> **Task prompt**
Update the entries from the line containing "Identify a point for each instance of the black fireplace" down through the end of the entries, swapping "gray" for "grey" and leaving everything else as it is. Give back only those lines.

> **Record excerpts**
********************
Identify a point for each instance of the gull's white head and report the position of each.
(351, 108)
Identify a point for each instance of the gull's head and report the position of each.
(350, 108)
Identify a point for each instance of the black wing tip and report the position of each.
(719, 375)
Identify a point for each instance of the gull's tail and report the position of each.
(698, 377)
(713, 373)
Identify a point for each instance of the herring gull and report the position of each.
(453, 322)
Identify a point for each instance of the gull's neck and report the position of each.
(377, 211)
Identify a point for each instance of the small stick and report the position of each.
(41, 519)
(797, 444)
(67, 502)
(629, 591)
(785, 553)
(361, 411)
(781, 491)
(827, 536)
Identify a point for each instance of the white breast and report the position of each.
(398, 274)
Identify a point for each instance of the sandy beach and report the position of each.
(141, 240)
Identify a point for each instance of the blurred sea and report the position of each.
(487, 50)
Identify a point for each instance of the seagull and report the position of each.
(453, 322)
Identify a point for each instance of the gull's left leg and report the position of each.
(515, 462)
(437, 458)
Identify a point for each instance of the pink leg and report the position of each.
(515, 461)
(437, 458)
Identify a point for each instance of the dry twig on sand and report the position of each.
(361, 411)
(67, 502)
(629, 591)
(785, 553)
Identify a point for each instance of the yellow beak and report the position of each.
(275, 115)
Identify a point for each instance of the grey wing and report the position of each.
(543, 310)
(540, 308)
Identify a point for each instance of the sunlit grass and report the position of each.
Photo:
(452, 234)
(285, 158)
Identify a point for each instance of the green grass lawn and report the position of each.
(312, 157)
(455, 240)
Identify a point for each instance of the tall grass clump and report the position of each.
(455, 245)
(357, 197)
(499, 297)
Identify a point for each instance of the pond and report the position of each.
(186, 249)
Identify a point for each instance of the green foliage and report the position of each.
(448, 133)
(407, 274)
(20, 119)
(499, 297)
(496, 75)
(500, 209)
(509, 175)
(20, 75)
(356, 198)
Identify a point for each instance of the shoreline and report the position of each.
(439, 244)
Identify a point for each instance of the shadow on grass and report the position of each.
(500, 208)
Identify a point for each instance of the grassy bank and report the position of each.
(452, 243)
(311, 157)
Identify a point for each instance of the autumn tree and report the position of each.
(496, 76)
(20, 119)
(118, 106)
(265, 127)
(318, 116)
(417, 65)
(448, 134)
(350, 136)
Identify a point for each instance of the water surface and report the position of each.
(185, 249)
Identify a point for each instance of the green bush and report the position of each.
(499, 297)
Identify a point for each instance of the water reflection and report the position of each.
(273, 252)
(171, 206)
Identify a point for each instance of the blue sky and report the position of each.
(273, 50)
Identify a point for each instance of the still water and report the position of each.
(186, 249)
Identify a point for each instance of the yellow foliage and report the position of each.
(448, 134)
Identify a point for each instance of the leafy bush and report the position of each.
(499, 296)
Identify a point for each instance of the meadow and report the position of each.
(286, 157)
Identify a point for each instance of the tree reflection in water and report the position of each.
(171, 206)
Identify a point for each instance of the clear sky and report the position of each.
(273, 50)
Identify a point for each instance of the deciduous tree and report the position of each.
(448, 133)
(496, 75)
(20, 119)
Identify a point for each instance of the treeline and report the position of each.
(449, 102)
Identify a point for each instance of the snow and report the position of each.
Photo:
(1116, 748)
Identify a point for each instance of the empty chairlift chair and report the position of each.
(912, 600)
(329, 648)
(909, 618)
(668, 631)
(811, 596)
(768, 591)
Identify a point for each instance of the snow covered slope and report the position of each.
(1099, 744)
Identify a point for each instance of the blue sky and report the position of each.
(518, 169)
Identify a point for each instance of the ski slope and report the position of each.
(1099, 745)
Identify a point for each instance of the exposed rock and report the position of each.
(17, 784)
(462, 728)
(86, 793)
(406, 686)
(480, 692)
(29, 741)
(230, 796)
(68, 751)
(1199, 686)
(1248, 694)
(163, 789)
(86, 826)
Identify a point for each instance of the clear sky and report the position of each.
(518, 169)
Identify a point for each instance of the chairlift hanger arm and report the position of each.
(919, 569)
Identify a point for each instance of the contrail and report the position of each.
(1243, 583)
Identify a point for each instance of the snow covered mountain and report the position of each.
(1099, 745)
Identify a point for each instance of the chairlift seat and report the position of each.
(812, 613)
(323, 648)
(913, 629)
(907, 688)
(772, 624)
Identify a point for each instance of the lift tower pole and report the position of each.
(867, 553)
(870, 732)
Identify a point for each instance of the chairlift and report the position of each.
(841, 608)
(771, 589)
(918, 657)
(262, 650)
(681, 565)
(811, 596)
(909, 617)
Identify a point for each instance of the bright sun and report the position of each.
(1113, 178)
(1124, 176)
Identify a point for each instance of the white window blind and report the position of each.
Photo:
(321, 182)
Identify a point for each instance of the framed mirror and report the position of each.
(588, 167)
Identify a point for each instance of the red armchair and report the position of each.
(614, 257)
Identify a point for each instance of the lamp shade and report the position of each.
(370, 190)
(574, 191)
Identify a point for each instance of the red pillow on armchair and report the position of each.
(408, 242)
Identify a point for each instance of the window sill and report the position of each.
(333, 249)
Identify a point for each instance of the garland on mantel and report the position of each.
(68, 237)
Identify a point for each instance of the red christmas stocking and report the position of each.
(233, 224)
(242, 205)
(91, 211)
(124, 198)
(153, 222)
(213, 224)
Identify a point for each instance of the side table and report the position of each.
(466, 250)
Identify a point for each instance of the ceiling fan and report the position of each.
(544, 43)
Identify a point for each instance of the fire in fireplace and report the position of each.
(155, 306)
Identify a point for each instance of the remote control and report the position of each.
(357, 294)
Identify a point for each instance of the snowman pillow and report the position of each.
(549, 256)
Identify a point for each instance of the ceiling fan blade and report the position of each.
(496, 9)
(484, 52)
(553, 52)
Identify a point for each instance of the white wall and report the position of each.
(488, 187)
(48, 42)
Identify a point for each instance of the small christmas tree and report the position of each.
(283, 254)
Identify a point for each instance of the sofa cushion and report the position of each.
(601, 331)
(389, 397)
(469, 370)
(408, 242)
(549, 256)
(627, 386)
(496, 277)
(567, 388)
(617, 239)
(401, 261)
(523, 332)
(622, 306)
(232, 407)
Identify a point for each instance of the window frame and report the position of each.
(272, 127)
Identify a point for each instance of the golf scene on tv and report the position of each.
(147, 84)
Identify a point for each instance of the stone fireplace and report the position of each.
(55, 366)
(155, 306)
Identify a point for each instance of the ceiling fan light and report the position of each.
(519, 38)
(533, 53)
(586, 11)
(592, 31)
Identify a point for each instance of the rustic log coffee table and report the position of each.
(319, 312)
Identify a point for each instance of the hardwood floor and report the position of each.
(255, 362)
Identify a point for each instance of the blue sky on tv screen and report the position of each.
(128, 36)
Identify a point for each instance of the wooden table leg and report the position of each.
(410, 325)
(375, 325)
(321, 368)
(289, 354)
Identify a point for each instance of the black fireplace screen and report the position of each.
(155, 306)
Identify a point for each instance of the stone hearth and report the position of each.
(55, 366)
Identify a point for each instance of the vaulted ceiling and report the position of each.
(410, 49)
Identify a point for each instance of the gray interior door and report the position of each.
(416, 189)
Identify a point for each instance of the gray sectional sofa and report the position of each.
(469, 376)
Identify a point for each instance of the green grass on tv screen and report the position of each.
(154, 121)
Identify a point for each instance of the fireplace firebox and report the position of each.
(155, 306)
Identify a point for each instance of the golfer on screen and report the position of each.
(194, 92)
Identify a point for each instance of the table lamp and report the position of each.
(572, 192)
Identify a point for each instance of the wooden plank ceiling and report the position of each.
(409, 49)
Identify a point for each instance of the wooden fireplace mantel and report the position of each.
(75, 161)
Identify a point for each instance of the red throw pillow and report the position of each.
********************
> **Output below**
Identify a point for each instance of the black fireplace screen and report the position of each.
(155, 306)
Identify a point for each instance of the stone hearth and report the position of each.
(55, 366)
Identify a point for each instance of the vaulted ceiling and report the position of each.
(410, 49)
Identify a point for each instance of the grey interior door and report the position of each.
(416, 189)
Identify a point for each instance of the grey sectional sofa and report the position of each.
(469, 376)
Identify a point for each instance of the green grass on tv screen and report the position of each.
(154, 121)
Identify a point for each instance of the fireplace firebox and report the position of each.
(155, 306)
Identify a point for each instance of the golfer on screen and report the position of each.
(194, 92)
Identify a point for each instance of the table lamp and report the position of each.
(572, 192)
Identify a point for each instance of the wooden plank ceiling and report the position of each.
(409, 49)
Identify a point for each instance of the wooden fireplace mantel and report the position of each.
(75, 161)
Identify a point for each instance of the red throw pillow and report the position of each.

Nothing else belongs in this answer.